* BEGIN Records for processing *
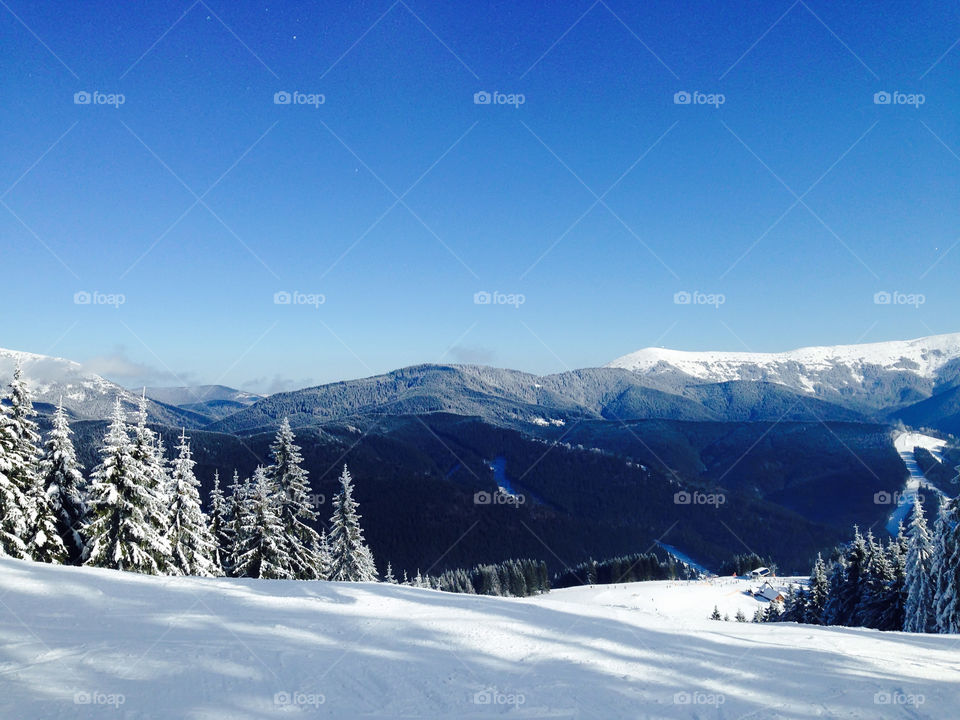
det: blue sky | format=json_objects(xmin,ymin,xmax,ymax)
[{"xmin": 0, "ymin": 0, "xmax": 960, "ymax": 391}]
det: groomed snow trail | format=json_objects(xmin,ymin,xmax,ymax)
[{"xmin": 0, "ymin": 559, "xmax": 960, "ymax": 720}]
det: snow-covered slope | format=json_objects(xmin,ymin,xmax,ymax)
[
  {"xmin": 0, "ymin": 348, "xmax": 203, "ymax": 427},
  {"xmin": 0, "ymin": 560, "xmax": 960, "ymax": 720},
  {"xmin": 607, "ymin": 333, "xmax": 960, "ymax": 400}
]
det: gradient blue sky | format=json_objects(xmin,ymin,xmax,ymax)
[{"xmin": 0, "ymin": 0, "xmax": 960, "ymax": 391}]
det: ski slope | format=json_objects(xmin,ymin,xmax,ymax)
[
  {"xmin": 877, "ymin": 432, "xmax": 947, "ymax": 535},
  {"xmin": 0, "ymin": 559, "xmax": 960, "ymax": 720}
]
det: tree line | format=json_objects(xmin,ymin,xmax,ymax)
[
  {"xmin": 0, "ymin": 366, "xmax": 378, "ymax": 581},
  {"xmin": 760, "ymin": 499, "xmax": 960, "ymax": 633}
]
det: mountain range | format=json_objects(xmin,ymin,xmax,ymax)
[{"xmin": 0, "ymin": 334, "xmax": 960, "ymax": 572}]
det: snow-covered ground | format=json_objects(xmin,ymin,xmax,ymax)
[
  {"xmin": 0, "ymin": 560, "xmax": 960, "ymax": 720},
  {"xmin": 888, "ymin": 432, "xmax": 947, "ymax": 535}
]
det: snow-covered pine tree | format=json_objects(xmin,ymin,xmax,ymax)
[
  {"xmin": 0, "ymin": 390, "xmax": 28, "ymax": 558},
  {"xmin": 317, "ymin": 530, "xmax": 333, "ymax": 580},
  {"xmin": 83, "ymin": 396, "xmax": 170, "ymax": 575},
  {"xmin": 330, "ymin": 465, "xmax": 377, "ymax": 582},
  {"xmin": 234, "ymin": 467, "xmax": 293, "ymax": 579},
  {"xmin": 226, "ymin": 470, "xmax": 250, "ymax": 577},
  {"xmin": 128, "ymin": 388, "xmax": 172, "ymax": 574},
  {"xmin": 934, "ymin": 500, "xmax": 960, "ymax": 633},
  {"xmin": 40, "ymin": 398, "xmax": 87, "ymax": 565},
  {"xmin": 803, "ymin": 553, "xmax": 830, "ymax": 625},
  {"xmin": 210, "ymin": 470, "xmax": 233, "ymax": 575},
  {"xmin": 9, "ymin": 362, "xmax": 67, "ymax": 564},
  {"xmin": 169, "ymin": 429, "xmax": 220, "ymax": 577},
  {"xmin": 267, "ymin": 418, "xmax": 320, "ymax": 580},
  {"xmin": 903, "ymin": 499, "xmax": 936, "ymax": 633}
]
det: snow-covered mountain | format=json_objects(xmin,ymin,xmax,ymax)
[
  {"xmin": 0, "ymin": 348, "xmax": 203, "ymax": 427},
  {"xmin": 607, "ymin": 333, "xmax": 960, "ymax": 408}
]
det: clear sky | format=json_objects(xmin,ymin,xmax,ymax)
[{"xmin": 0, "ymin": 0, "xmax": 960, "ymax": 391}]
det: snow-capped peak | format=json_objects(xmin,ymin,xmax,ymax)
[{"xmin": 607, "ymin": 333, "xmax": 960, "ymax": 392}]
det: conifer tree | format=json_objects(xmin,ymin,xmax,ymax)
* END Records for processing *
## Prompt
Can you reproduce all of the data above word for word, leaving out the pictures?

## Task output
det: blue sky | format=json_objects(xmin,ymin,xmax,ymax)
[{"xmin": 0, "ymin": 0, "xmax": 960, "ymax": 391}]
det: groomed snow trail | format=json_objects(xmin,ymin,xmax,ymax)
[{"xmin": 0, "ymin": 559, "xmax": 960, "ymax": 720}]
det: snow-covered slope | format=json_objects(xmin,ymin,xmax,ymax)
[
  {"xmin": 0, "ymin": 348, "xmax": 203, "ymax": 427},
  {"xmin": 0, "ymin": 560, "xmax": 960, "ymax": 720},
  {"xmin": 607, "ymin": 333, "xmax": 960, "ymax": 400}
]
det: gradient blue sky | format=json_objects(xmin,ymin,xmax,ymax)
[{"xmin": 0, "ymin": 0, "xmax": 960, "ymax": 391}]
det: ski slope | format=json_objects(xmin,ymin,xmax,ymax)
[
  {"xmin": 877, "ymin": 432, "xmax": 947, "ymax": 535},
  {"xmin": 0, "ymin": 559, "xmax": 960, "ymax": 720}
]
det: tree line | format=json_objects(xmin,ymin,xmax,ymax)
[
  {"xmin": 0, "ymin": 366, "xmax": 378, "ymax": 581},
  {"xmin": 760, "ymin": 499, "xmax": 960, "ymax": 633}
]
det: mountain range | format=json_objects(xmin,ymin,xmax,ymax)
[{"xmin": 0, "ymin": 334, "xmax": 960, "ymax": 572}]
det: snow-covered ground | format=json_objects(xmin,ymin,xmax,ymax)
[
  {"xmin": 0, "ymin": 560, "xmax": 960, "ymax": 720},
  {"xmin": 888, "ymin": 432, "xmax": 947, "ymax": 535}
]
det: snow-covered pine tree | format=json_objects(xmin,ymin,xmax,ymax)
[
  {"xmin": 0, "ymin": 390, "xmax": 28, "ymax": 558},
  {"xmin": 317, "ymin": 530, "xmax": 333, "ymax": 580},
  {"xmin": 83, "ymin": 396, "xmax": 170, "ymax": 575},
  {"xmin": 330, "ymin": 465, "xmax": 377, "ymax": 582},
  {"xmin": 234, "ymin": 467, "xmax": 293, "ymax": 579},
  {"xmin": 226, "ymin": 470, "xmax": 250, "ymax": 577},
  {"xmin": 128, "ymin": 388, "xmax": 172, "ymax": 574},
  {"xmin": 934, "ymin": 500, "xmax": 960, "ymax": 633},
  {"xmin": 40, "ymin": 398, "xmax": 87, "ymax": 565},
  {"xmin": 803, "ymin": 553, "xmax": 830, "ymax": 625},
  {"xmin": 210, "ymin": 470, "xmax": 233, "ymax": 575},
  {"xmin": 9, "ymin": 362, "xmax": 67, "ymax": 564},
  {"xmin": 169, "ymin": 429, "xmax": 220, "ymax": 577},
  {"xmin": 267, "ymin": 418, "xmax": 320, "ymax": 580},
  {"xmin": 903, "ymin": 499, "xmax": 936, "ymax": 633}
]
det: snow-covered mountain | format=json_objects(xmin,ymin,xmax,ymax)
[
  {"xmin": 0, "ymin": 348, "xmax": 203, "ymax": 427},
  {"xmin": 607, "ymin": 333, "xmax": 960, "ymax": 408}
]
det: clear sky | format=json_objects(xmin,ymin,xmax,ymax)
[{"xmin": 0, "ymin": 0, "xmax": 960, "ymax": 391}]
det: snow-capped peak | format=json_objects(xmin,ymin,xmax,ymax)
[{"xmin": 607, "ymin": 333, "xmax": 960, "ymax": 392}]
det: conifer tree | format=json_objects(xmin,ymin,xmax,ymax)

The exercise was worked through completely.